**Problem description:** Present each line of the items below as an entry in a numbered list, omitting any blank lines.

** Begin Data entries **

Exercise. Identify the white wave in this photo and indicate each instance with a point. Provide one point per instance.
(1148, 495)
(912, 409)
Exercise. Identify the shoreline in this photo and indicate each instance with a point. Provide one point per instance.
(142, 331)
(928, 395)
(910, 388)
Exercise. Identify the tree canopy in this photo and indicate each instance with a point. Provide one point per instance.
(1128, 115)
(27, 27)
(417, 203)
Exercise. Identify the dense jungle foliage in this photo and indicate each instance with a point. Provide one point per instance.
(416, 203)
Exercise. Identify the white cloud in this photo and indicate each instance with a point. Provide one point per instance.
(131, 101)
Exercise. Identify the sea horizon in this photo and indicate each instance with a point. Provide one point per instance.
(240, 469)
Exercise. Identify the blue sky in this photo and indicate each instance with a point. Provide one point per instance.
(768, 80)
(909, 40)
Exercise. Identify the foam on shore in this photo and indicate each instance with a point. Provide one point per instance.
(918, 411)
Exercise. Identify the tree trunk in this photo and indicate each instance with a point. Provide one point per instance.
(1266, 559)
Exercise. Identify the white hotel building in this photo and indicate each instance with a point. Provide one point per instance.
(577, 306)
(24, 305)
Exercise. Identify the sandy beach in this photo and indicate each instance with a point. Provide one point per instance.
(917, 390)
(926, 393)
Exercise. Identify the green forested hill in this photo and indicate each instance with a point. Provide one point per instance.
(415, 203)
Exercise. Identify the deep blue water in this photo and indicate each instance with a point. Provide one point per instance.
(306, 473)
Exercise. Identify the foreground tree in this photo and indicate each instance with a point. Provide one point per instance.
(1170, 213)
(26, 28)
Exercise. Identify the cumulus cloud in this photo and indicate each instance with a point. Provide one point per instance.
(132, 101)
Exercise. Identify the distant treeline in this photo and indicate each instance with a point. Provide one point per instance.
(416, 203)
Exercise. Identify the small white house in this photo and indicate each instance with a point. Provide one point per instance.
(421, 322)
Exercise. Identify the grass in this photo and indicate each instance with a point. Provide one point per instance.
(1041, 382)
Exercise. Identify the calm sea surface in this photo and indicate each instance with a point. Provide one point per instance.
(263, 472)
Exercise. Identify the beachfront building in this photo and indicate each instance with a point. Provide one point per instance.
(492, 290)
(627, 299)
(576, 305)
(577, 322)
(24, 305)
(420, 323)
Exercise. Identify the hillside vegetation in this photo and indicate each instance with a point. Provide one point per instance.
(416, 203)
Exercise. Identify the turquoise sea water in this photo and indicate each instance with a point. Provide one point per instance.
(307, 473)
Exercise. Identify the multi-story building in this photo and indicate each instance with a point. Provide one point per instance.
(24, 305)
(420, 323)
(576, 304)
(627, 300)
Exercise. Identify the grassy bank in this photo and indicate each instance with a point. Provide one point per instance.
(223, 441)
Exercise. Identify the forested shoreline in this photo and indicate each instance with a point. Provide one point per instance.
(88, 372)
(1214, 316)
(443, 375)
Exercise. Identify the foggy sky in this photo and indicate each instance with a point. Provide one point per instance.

** End Data entries **

**Answer to the exercise:**
1. Exercise. Identify the white wave in this photo and indicate each instance with a point. Provide one point per instance.
2. (1148, 495)
3. (912, 409)
4. Exercise. Identify the shoreline in this photo and indicate each instance with a point. Provide one point per instance.
5. (142, 331)
6. (928, 395)
7. (910, 388)
8. Exercise. Identify the tree canopy in this photo and indicate each instance with a point. Provide one point per instance.
9. (1128, 115)
10. (27, 27)
11. (417, 203)
12. Exercise. Identify the dense jungle foliage in this photo and indicate each instance with a point. Provide one point per instance.
13. (416, 203)
14. Exercise. Identify the white cloud in this photo and indicate each instance with a point. Provide one point per instance.
15. (131, 101)
16. Exercise. Identify the sea horizon in this photo and indicate each instance with a point. Provide one point per instance.
17. (240, 469)
18. Exercise. Identify the blue sky in this photo and indicate each instance with a point. Provide one point per instance.
19. (768, 80)
20. (909, 40)
21. Exercise. Identify the foam on shore in this photo and indicate each instance with a point. Provide one point per instance.
22. (918, 411)
23. Exercise. Identify the tree trunk in this photo and indicate each instance with a point. Provide one point per instance.
24. (1266, 559)
25. Exercise. Identify the white hotel building in this photo and indicate each instance with a point. Provide one point per instance.
26. (577, 306)
27. (24, 305)
28. Exercise. Identify the sandy beach in this photo and indicate each instance with a point. Provide one point per instance.
29. (917, 390)
30. (926, 393)
31. Exercise. Identify the green forested hill in this photo and indicate each instance with a point. Provide one point per instance.
32. (415, 203)
33. Exercise. Identify the deep blue water in this photo and indicate each instance with a point. Provide one point per instance.
34. (306, 473)
35. Exercise. Identify the foreground tree in this photo and indicate each instance with a point. Provide one point per instance.
36. (1170, 213)
37. (26, 28)
38. Exercise. Identify the cumulus cloud in this photo and indicate each instance with a point. Provide one point per instance.
39. (132, 101)
40. Exercise. Identify the distant treeline in this photo and indicate each instance with a point. Provide one point per instance.
41. (416, 203)
42. Exercise. Identify the small white house in this photo and indicate each instance with a point. Provide one point per instance.
43. (421, 322)
44. Exercise. Identify the grass in this photo and indicate each instance with a point. Provide one point per instance.
45. (1041, 382)
46. Exercise. Identify the calm sea surface in this photo and indicate each instance with a point. Provide one point per instance.
47. (263, 472)
48. Exercise. Identify the beachfront building in this photo and indicate each instance with a point. Provide one point per instance.
49. (492, 290)
50. (627, 299)
51. (576, 305)
52. (577, 322)
53. (24, 305)
54. (420, 323)
55. Exercise. Identify the hillside vegetation in this photo and indicate each instance with a point. Provide one point per instance.
56. (416, 203)
57. Exercise. Identify the turquoise sea water in this photo and indicate each instance with a point. Provide one point per instance.
58. (307, 473)
59. Exercise. Identify the multi-story building in this photo and indicate each instance with a point. Provide one point per instance.
60. (24, 305)
61. (420, 323)
62. (576, 304)
63. (627, 300)
64. Exercise. Identify the grassy bank in this photo and indicate each instance with a point. Provide one point per instance.
65. (223, 441)
66. Exercise. Identify the forested shoreline in this photo and indicate each instance with a point. Provide one point per instance.
67. (88, 372)
68. (1214, 316)
69. (443, 375)
70. Exercise. Identify the foggy sky in this photo and indicate each instance with a point. Provide one point per instance.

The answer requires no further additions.